(Set exercise): Return each line of the data below that has the word "white" in it.

(Provided data):
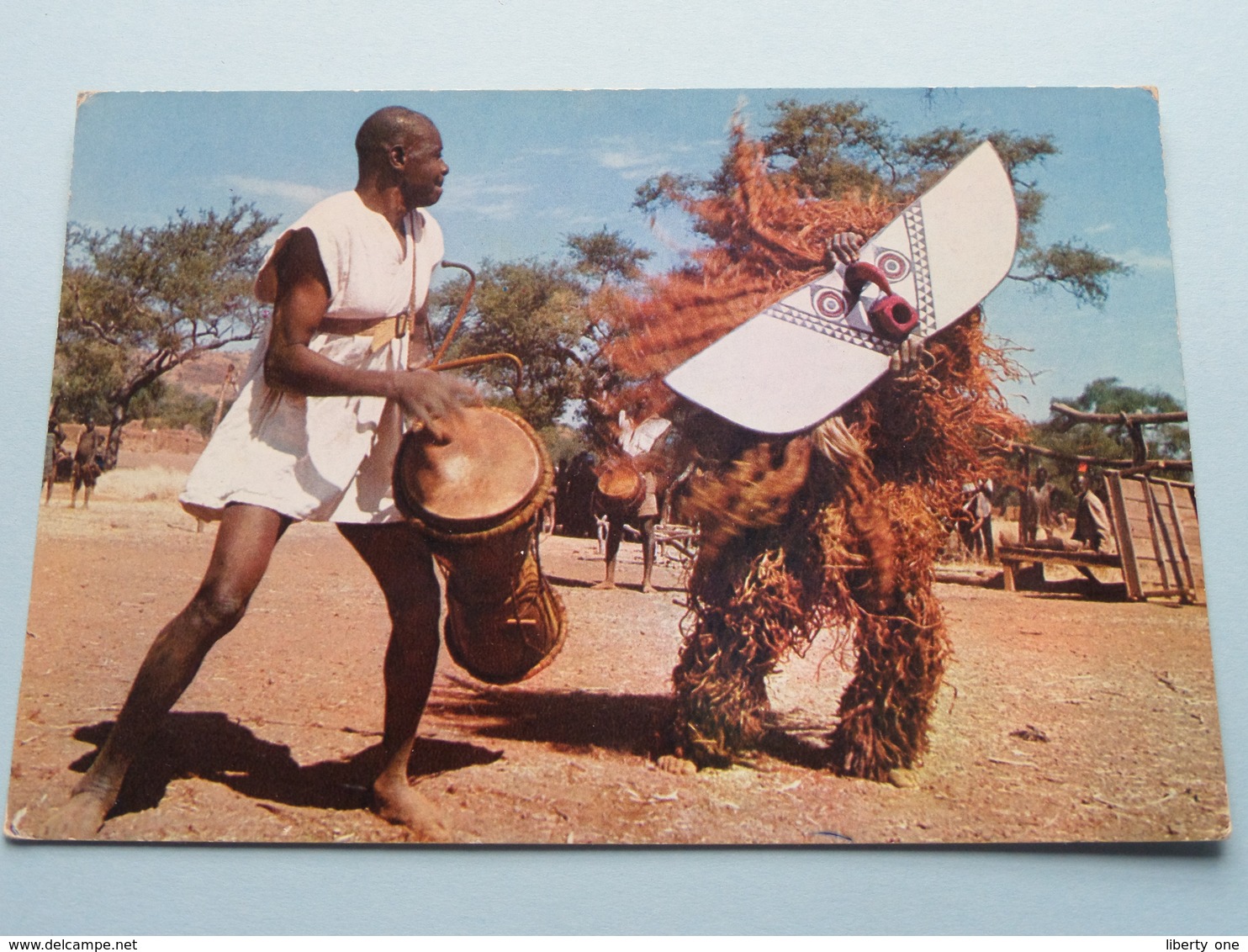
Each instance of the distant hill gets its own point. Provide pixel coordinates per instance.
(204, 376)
==
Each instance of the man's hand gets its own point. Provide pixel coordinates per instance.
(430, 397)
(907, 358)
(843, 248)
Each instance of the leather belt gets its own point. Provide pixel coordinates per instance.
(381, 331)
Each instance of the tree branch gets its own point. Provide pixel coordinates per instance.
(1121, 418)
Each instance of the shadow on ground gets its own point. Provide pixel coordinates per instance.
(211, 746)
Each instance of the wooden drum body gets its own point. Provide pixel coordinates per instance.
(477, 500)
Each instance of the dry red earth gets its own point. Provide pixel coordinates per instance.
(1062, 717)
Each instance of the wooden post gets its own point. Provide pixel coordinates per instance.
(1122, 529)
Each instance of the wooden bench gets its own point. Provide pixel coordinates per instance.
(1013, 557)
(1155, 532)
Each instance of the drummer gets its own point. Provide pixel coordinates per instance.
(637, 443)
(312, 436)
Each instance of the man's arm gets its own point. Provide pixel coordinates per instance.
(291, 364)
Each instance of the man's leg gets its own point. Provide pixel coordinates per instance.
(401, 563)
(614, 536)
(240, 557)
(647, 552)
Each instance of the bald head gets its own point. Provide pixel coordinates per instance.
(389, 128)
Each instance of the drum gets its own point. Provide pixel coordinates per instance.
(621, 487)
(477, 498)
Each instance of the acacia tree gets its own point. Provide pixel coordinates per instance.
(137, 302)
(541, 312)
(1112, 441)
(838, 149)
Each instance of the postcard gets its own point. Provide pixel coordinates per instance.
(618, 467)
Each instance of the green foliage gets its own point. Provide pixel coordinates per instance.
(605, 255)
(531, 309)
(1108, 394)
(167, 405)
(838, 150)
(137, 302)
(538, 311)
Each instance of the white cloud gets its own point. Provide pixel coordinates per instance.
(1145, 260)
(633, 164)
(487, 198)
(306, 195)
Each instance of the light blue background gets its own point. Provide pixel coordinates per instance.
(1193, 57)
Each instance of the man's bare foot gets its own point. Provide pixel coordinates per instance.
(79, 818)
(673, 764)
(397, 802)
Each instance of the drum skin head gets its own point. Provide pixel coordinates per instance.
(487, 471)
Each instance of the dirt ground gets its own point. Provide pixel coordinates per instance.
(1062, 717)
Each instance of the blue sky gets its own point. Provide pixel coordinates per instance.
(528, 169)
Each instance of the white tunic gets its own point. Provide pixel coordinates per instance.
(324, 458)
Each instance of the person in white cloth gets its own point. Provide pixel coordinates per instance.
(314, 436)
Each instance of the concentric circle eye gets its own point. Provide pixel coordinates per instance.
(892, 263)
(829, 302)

(Response below):
Each instance of the white cloud gets its own point. Provide pixel coordinates per instance.
Each instance of the white tunic gets its own point. Provide pixel coordinates per instance.
Each instance of the person in white cloth gets its own point. Provide pixel coordinates per instance.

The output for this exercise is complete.